→ TASK DIRECTIONS: Continue the passage on motherhood below from after its final sentence.

━━ SELECTED PASSAGE

As a parent, I love my children more than anything else in the world, and I want them to be safe, strong, happy and healthy.
I want to be a good mother. I love photos of mothers bathed in the warm, peaceful light of the golden hour, sitting in a field of wildflowers, holding their children affectionately while wearing a pretty floral dress. She has patience in abundance and loves to spend every possible moment caring for her children. That’s the kind of mother I dream of being.
Sometimes being a mother comes easily to me—like when the right thing to say leaves my mouth and my kids’ faces brighten and I know I said exactly what they needed to hear. I try and anticipate my children’s needs and meet them. I try to be patient and kind, to listen and play with them as much as I cook and prepare for them. I try and spend the time talking with them about the little things because as someone has said, the little things are the big things to them, and I want them to talk to me about the big things when they grow up.
As many as there are good motherhood moments, sometimes being a “good mom” feels like an elusive quality that I just can’t grasp. It floats away from me, and I’m left feeling impatient, snappy and frustrated, and we’re all out of joint and nothing goes the way it should. I feel like I’m a failure of a mother as often as I feel like I’m a good mother. I observe other mothers out in public, I talk with friends who are mothers, I am part of a family in which many are mothers. I read about them, I see them on TV and watch them in movies—these other mothers—and I see in them what I am not.

━━━━
━━ RECORDS SHOWN

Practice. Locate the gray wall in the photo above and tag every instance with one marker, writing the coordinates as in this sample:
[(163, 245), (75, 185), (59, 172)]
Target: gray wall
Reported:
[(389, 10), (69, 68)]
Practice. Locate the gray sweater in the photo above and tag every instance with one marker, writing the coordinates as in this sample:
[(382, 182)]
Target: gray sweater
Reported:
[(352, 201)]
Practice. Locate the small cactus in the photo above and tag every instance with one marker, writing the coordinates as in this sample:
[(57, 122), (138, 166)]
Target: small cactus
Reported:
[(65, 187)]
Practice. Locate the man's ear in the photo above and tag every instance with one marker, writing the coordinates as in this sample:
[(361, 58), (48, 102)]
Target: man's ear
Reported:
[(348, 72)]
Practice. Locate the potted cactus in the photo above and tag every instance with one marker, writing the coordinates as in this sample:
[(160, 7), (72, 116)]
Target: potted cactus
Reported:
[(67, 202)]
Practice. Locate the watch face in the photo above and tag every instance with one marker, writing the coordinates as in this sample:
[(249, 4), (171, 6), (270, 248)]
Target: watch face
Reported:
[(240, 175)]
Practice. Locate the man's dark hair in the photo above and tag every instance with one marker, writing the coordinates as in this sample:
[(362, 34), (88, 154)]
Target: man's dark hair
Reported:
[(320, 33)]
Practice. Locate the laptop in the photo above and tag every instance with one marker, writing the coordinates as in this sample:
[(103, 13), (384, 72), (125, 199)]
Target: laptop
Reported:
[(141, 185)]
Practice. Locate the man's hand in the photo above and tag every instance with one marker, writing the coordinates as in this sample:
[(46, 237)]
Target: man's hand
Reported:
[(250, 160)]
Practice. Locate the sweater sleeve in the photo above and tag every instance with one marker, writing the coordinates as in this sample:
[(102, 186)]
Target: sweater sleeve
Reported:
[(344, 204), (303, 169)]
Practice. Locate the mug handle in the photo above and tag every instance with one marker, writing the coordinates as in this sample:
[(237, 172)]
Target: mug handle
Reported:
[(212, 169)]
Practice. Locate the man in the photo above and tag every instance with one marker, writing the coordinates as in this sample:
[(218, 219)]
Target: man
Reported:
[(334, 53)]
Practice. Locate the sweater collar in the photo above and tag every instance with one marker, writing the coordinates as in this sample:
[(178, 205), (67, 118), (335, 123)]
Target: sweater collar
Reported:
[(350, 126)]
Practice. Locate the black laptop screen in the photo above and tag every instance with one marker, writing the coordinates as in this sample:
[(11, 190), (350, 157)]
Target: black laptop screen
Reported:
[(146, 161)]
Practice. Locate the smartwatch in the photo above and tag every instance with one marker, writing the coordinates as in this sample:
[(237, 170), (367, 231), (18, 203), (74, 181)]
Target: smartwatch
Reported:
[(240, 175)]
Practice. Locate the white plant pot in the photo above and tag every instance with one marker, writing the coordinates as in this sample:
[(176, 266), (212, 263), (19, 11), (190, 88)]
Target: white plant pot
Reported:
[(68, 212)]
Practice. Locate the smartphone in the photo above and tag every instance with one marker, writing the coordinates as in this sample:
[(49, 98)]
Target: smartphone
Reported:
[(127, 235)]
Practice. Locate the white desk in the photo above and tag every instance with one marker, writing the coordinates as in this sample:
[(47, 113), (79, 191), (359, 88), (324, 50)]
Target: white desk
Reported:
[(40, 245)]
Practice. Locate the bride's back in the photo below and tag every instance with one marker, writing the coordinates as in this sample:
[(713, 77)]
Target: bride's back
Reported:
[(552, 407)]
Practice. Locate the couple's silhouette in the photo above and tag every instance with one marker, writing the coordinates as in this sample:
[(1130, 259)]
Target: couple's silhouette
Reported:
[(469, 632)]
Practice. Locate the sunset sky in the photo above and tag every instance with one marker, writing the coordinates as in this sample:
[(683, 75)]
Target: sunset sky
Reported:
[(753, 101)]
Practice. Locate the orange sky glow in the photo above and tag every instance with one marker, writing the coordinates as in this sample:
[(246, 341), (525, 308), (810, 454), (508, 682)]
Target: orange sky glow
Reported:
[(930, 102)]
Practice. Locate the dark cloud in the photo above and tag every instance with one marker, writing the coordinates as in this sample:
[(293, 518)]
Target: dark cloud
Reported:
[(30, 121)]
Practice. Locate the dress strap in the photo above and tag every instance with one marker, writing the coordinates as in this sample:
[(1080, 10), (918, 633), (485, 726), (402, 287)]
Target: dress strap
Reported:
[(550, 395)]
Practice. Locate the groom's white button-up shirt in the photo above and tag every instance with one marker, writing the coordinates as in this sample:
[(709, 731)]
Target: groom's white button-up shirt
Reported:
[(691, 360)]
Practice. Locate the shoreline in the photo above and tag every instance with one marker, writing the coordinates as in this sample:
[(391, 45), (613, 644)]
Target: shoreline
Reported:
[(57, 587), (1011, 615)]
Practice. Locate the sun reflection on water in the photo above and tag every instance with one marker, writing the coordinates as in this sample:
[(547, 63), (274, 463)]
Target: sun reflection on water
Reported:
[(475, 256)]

━━━━

→ OUTPUT FOR THIS EXERCISE:
I often find myself wishing I was more like “other mothers. “ “Other mothers” are more patient, more kind. They have their tempers on a tight, strong leash while my temper’s leash seems to be composed of threads that unravel a lot. They don’t care about messes and embrace the adventures had in the midst of the chaos. They want nothing more than to make memories with their kids. They look lovingly at their child with the slightest air of displeasure when their kids spill an entire glass of orange juice, and then wipe it up with one fell swoop of Bounty, and they don’t chide the child to be more careful. They drop everything to answer their kids’ questions, never telling them to “wait a few minutes, please; I just need to finish sending a couple of important emails.” They have nothing to feel guilty about.
I started realizing that by idealizing all the good aspects of all the “good moms,” I was creating an archetype of the perfect mother, and distancing myself from her all the while. I could barely see her, that ideal mother, because she was so high up on a pedestal, her pretty shoes barely visible. I could barely see her, but I desperately strived to be her.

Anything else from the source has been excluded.